Consigne — Pouvez-vous restituer à l'identique, du premier au dernier mot, le texte ci-dessous sur la politique monétaire et les bulles spéculatives ?

Section du texte —

Bien que la régulation micro- et macro-prudentielle puisse réduire certains risques liés à la formation des bulles, elle ne peut l’empêcher si la politique monétaire est trop accommodante. Cette dernière constitue la force motrice de la formation simultanée des bulles spéculatives géantes sur plusieurs marchés. La banque centrale a donc un rôle important à jouer dans la prévention des bulles, quitte à ralentir la croissance à un niveau plus réaliste, obligeant ainsi le gouvernement à faire des réformes structurelles pour redynamiser l’économie et à assainir les finances publiques. Cette approche consiste pour la banque centrale à aller à contre-courant des marchés (« lean against the wind ») afin de réduire la probabilité de formation de bulles et leur dimension si elles sont déjà formées. Elle permet d’éviter les coûts d’ajustement très élevés pour l’économie dus à l’instabilité financière. Toutefois, la banque centrale ne doit pas fixer un objectif de prix des actifs ni adopter une réaction automatique à leur égard. Avant d’agir, elle doit se faire une opinion sur les origines des bulles et sur l’état de l’économie au moment où ces bulles se forment, ce qui implique qu’une telle approche serait loin d’être simple et que son efficacité ne serait pas garantie à cent pour-cent compte tenu de ses coûts. En tout cas, elle réduirait le risque de laisser en place une politique monétaire accommodante pendant trop longtemps comme ce fut le cas après l’éclatement de la bulle Internet. On peut douter que la Fed et les autres banques centrales qui ignorent cette approche puissent mettre fin à leurs mesures de politique monétaire ultra-accommodantes à temps pour éviter une prise de risque trop excessive des opérateurs financiers et un gonflement outrancier des bulles.

Données enregistrées —
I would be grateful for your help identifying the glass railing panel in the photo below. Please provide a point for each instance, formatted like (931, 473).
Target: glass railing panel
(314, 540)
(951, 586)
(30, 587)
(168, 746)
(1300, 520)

Réponse —
Bien que la régulation micro- et macro-prudentielle puisse réduire certains risques liés à la formation des bulles, elle ne peut l’empêcher si la politique monétaire est trop accommodante. Cette dernière constitue la force motrice de la formation simultanée des bulles spéculatives géantes sur plusieurs marchés. La banque centrale a donc un rôle important à jouer dans la prévention des bulles, quitte à ralentir la croissance à un niveau plus réaliste, obligeant ainsi le gouvernement à faire des réformes structurelles pour redynamiser l’économie et à assainir les finances publiques. Cette approche consiste pour la banque centrale à aller à contre-courant des marchés (« lean against the wind ») afin de réduire la probabilité de formation de bulles et leur dimension si elles sont déjà formées. Elle permet d’éviter les coûts d’ajustement très élevés pour l’économie dus à l’instabilité financière. Toutefois, la banque centrale ne doit pas fixer un objectif de prix des actifs ni adopter une réaction automatique à leur égard. Avant d’agir, elle doit se faire une opinion sur les origines des bulles et sur l’état de l’économie au moment où ces bulles se forment, ce qui implique qu’une telle approche serait loin d’être simple et que son efficacité ne serait pas garantie à cent pour-cent compte tenu de ses coûts. En tout cas, elle réduirait le risque de laisser en place une politique monétaire accommodante pendant trop longtemps comme ce fut le cas après l’éclatement de la bulle Internet. On peut douter que la Fed et les autres banques centrales qui ignorent cette approche puissent mettre fin à leurs mesures de politique monétaire ultra-accommodantes à temps pour éviter une prise de risque trop excessive des opérateurs financiers et un gonflement outrancier des bulles.